Problem
Could you copy the Van Moof e-bike post below word for word, starting at the words "A year ago or" and stopping after "by-the-by now, though."?

Text for analysis
-*-*-
A year ago or so, I wrote this post about my experience with my Van Moof e-Bike. That experience was bad. In short, it took 9 months to show up after purchase, though this was during the pandemic, and so I just accepted that. But then, the battery died after the fourth or fifth short ride, and it wouldn’t accept a charge. Basically, the battery was defective.
Then began another 9 months of back-and-forth with Van Moof tech support, during which they broke every promise they ever made, demonstrating the worst customer service I have ever encountered anywhere. That’s all by-the-by now, though.
That original post was read more than 35k times, and I’m happy knowing that I probably saved some folks from spending their time and money with a company not capable of fulfilling any of its promises. I could see that Van Moof had over-expanded, likely driven by outside investors, and I could also see that they’d cut some serious manufacturing corners with unreliable parts, primarily batteries, that forced them into a death spiral of warranty costs.
Two weeks ago they were granted credit protection by a Dutch court. Last week they were declared officially bankrupt, with a sale of assets coming next. This is a story of grand scale mismanagement, but as an experienced bike buyer I ignored a lot of red flags to arrive at my own disappointment.
For a while now, the independent bike shops we all know and love have been looking to eBikes as a growth category. But even beyond your LBS, an awful lot of folks see eBikes as, possibly, an even bigger market than pedal bikes, as evidenced by ALL the companies jumping into the game. If the moneyed interests thought the growth of eBikes was going to be organic, i.e. some percentage of annual bicycle sales, then you wouldn’t have so many players in the game, and so many from outside the bike industry.
This isn’t a bike thing; it’s a “personal mobility” thing.
Initially, the eBike sector was a real Wild West situation with new brands flooding in, and I’m not sure we’re past that yet. I am still very regularly reading about eBike launches from people I’ve never heard of before. On the one hand, that market is ripe for rapid innovation. On the other hand, there will be a lot of companies like Van Moof who are too clever for their own good, looking to take advantage of the demand for these bikes.
Having been sold a real dud, let me tell you what I would do differently next time.
First, I’d buy from a local shop. You’re going to need service and support for your personal mobility solution. Van Moof had one service center in the US, eight hours drive from my house. I should have known that before I got out my credit card. When the battery on my X3 needed replacing, I was told that only the service center could perform this task. It was a sign that this bike was NOT ready for prime time. Basic repairs should be simple. Everything else should be the province of your local shop.
-*-*-
Information
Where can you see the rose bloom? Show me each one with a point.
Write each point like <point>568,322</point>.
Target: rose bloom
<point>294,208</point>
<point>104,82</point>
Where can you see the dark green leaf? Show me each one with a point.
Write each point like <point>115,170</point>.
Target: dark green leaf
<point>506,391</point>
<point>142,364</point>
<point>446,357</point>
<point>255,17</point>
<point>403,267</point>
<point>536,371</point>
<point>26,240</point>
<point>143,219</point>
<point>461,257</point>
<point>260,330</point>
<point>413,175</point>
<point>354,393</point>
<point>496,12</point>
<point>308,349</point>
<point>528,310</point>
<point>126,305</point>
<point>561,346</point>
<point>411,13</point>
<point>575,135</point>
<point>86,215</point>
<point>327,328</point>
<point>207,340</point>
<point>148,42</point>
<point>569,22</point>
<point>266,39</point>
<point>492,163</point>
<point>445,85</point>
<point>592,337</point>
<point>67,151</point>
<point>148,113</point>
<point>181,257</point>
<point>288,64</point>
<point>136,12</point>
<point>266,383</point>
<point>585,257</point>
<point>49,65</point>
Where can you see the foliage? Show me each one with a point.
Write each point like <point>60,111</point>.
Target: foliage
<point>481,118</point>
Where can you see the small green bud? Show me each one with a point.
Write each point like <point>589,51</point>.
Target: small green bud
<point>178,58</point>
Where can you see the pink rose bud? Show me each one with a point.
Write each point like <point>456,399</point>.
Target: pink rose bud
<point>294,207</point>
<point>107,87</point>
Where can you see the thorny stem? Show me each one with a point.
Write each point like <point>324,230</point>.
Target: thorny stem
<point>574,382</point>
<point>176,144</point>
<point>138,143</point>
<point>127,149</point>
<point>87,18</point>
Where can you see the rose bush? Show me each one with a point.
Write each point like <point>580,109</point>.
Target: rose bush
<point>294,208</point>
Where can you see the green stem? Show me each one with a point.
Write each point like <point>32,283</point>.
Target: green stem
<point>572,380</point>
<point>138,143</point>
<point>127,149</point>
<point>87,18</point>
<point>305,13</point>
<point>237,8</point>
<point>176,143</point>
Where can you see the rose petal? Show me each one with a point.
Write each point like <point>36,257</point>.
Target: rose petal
-*-*-
Response box
A year ago or so, I wrote this post about my experience with my Van Moof e-Bike. That experience was bad. In short, it took 9 months to show up after purchase, though this was during the pandemic, and so I just accepted that. But then, the battery died after the fourth or fifth short ride, and it wouldn’t accept a charge. Basically, the battery was defective.
Then began another 9 months of back-and-forth with Van Moof tech support, during which they broke every promise they ever made, demonstrating the worst customer service I have ever encountered anywhere. That’s all by-the-by now, though.